Pointing entries for labeled objects
◆ ◆ ◆
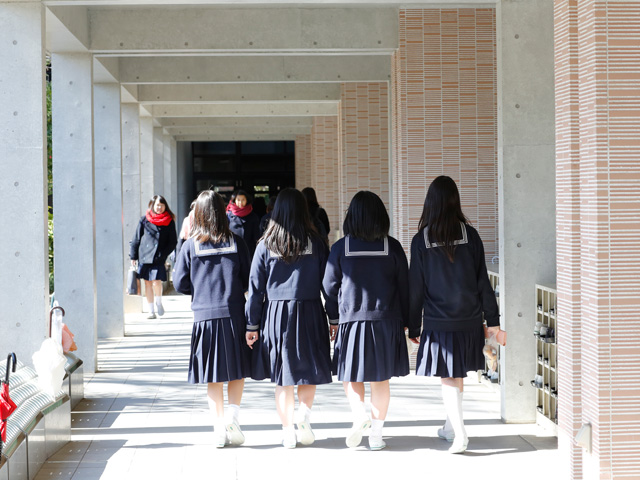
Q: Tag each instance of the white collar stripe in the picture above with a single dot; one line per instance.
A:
(461, 241)
(366, 253)
(202, 251)
(307, 251)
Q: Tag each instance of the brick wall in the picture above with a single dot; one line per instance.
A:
(598, 115)
(445, 115)
(325, 150)
(303, 161)
(364, 165)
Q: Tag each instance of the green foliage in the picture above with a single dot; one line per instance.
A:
(50, 182)
(50, 251)
(49, 142)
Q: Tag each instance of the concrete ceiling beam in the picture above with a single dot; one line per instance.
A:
(246, 110)
(233, 129)
(236, 137)
(67, 30)
(260, 69)
(284, 3)
(253, 92)
(225, 30)
(187, 123)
◆ ◆ ◆
# Written request
Put each line of the material above into a Markdown table with the columns Row and Line, numbering the rows in order. Omit the pictures and any blank lines.

# Solved exercise
| Row | Line |
|---|---|
| 1 | Q: Tag each instance of the white collar stripe in the picture above with a single dot; one line per instance. |
| 2 | A: |
| 3 | (461, 241) |
| 4 | (366, 253) |
| 5 | (202, 251) |
| 6 | (307, 251) |
| 7 | Q: Tag each instance of the brick wall in the picture above with a single dot; one line per instance. |
| 8 | A: |
| 9 | (598, 115) |
| 10 | (445, 115) |
| 11 | (325, 150) |
| 12 | (303, 161) |
| 13 | (364, 165) |
| 14 | Q: Tag each instance of the green foliage in the picture above with a single dot; one line per instance. |
| 15 | A: |
| 16 | (50, 182) |
| 17 | (50, 251) |
| 18 | (49, 142) |
| 19 | Q: Tag each instance of the concrete ceiling beam in the picture above with a single dot; one line per instance. |
| 20 | A: |
| 21 | (246, 110) |
| 22 | (233, 129) |
| 23 | (236, 137) |
| 24 | (67, 30) |
| 25 | (260, 69) |
| 26 | (284, 3) |
| 27 | (253, 92) |
| 28 | (225, 30) |
| 29 | (187, 123) |